Start of Block
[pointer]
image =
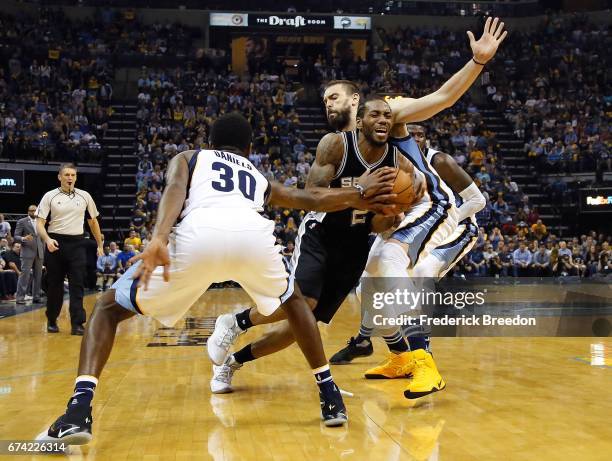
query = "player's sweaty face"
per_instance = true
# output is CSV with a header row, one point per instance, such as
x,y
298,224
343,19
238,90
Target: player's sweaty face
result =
x,y
419,136
337,106
67,178
376,122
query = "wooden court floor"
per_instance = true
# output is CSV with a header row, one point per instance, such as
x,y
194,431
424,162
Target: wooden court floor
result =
x,y
506,398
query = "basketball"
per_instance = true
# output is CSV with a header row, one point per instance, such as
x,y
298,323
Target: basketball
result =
x,y
404,188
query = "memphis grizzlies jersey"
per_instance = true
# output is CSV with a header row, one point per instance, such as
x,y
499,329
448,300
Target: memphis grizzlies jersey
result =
x,y
352,223
470,220
219,179
437,190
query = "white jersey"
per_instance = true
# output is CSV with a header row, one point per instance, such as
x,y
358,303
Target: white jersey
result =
x,y
443,186
220,179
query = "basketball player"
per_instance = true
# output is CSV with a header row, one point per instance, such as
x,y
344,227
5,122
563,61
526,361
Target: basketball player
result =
x,y
218,195
331,249
341,99
434,265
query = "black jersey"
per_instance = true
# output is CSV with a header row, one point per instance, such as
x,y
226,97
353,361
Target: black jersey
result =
x,y
331,249
351,223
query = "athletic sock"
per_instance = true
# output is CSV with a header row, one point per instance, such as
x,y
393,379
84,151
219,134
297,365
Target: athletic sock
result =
x,y
324,380
243,320
396,343
84,389
244,355
418,342
364,335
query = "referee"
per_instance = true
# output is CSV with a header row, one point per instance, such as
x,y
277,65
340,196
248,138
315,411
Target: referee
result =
x,y
65,209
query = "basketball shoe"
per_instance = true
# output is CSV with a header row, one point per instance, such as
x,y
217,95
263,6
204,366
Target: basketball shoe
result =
x,y
426,378
396,366
72,428
352,351
225,333
333,411
221,382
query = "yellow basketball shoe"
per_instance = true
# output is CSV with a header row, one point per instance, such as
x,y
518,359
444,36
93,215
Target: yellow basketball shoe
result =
x,y
396,366
425,377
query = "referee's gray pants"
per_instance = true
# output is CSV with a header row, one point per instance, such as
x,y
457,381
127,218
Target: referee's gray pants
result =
x,y
69,260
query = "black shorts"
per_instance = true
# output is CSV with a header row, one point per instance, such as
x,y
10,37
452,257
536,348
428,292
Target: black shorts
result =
x,y
328,267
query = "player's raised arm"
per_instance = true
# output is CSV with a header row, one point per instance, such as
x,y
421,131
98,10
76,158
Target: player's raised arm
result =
x,y
461,183
415,110
170,206
376,186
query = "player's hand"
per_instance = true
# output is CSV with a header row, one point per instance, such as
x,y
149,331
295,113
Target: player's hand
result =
x,y
52,245
486,47
381,204
156,254
377,182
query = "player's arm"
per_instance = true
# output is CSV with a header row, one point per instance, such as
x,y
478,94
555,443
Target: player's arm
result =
x,y
334,199
174,195
461,183
170,206
330,151
415,110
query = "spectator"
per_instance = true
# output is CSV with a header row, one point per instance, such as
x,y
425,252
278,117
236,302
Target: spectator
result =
x,y
521,260
113,249
5,229
564,266
124,257
12,259
564,250
133,240
541,262
107,269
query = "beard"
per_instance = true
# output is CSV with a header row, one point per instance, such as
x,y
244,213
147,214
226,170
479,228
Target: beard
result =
x,y
341,120
369,135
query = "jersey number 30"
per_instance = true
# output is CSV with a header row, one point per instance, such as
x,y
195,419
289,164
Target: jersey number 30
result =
x,y
246,181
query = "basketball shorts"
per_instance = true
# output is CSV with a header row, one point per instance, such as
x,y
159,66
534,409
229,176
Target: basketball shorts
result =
x,y
457,245
211,246
327,267
425,226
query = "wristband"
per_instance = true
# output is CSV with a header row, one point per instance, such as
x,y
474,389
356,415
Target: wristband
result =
x,y
479,63
361,190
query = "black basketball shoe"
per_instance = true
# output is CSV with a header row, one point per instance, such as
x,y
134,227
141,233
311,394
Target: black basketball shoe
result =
x,y
72,428
333,411
352,351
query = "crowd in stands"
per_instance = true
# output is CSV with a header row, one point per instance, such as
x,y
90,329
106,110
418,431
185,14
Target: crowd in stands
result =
x,y
56,78
53,105
175,114
534,253
552,86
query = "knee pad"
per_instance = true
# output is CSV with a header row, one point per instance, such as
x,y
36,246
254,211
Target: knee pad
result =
x,y
429,266
393,261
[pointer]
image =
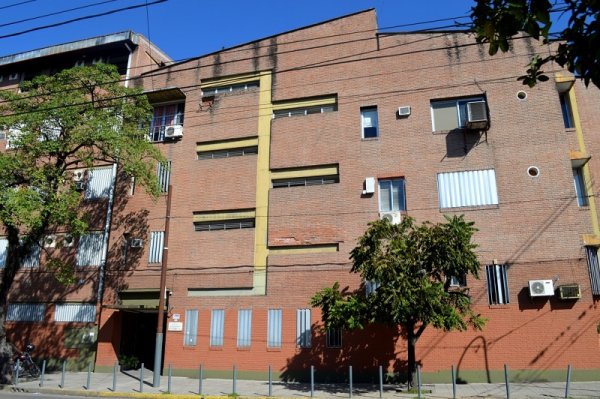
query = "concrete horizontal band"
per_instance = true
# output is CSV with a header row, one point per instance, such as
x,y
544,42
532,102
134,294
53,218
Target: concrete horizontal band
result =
x,y
304,103
224,215
309,171
231,80
303,249
227,144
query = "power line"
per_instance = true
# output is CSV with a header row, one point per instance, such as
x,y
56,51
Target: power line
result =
x,y
55,13
78,19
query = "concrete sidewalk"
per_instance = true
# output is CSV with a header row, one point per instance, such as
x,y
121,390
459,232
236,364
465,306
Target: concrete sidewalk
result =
x,y
128,385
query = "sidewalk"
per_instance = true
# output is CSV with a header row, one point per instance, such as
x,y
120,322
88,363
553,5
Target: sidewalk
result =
x,y
128,385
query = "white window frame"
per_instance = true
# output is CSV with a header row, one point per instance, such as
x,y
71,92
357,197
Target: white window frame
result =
x,y
461,110
369,119
190,328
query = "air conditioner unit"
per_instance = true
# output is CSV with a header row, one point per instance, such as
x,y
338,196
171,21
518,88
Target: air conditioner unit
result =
x,y
136,243
78,174
569,291
50,241
174,131
68,240
404,110
477,117
541,288
393,217
80,185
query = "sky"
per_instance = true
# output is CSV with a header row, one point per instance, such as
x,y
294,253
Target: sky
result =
x,y
189,28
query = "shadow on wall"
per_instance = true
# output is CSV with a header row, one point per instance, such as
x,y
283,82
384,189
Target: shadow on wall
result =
x,y
364,350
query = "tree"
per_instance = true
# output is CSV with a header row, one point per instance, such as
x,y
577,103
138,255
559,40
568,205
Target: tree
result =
x,y
411,267
497,21
76,118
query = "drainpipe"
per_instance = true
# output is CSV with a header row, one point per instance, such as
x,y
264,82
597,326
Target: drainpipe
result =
x,y
161,296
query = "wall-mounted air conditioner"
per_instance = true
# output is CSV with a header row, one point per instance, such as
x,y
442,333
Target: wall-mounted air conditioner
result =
x,y
50,241
393,217
477,117
136,243
173,131
404,110
541,288
569,291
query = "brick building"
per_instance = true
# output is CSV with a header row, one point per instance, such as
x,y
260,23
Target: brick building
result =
x,y
283,149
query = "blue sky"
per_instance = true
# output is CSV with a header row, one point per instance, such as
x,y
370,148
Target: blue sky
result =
x,y
188,28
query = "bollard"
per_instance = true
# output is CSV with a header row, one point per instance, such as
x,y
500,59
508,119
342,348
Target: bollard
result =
x,y
17,372
115,376
350,381
568,381
419,382
506,381
200,380
380,381
169,380
453,383
312,381
142,378
234,380
62,376
43,374
270,382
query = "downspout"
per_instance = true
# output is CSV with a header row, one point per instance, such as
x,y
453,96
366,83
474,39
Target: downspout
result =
x,y
161,296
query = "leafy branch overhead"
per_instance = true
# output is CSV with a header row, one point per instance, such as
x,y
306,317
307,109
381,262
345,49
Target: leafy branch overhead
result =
x,y
409,268
497,22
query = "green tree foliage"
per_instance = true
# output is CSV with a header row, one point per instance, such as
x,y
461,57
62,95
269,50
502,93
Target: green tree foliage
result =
x,y
497,21
412,265
76,118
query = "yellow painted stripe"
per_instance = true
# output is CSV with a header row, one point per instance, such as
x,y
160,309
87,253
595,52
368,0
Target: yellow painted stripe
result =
x,y
304,103
224,215
310,171
226,144
231,80
304,249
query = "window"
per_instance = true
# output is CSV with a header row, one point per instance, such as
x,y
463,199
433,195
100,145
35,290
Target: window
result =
x,y
244,328
228,153
190,329
468,188
90,249
593,269
450,114
368,122
458,281
303,328
25,312
334,338
217,326
392,195
306,181
211,91
157,239
224,225
371,286
99,183
163,173
3,252
567,111
163,117
75,312
580,187
274,328
497,284
302,111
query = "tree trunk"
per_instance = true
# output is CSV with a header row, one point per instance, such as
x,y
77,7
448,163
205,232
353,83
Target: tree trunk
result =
x,y
412,360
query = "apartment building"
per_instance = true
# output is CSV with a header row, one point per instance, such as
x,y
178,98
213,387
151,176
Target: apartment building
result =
x,y
283,149
62,320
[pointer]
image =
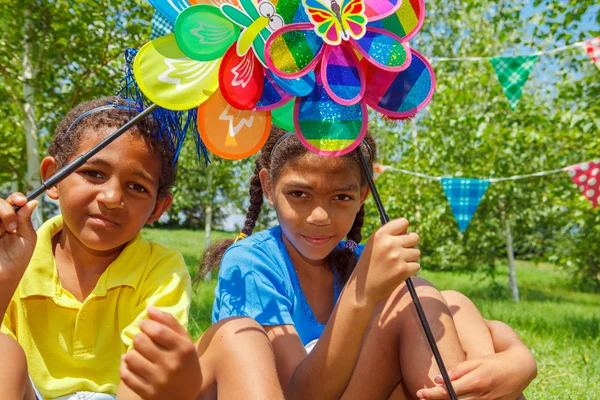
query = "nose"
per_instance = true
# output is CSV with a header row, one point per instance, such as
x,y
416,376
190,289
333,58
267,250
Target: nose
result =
x,y
111,195
319,216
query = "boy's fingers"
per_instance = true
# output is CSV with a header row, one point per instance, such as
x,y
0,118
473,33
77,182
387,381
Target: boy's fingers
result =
x,y
160,334
411,255
166,319
8,217
147,348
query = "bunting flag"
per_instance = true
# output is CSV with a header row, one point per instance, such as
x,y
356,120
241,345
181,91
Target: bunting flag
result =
x,y
513,73
587,177
464,196
161,26
592,47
End of Block
* **How to complete this task**:
Go through the material above, and wherever a line contains the string "wooden", return it.

* **Completed exercise**:
query = "wooden court floor"
Target: wooden court floor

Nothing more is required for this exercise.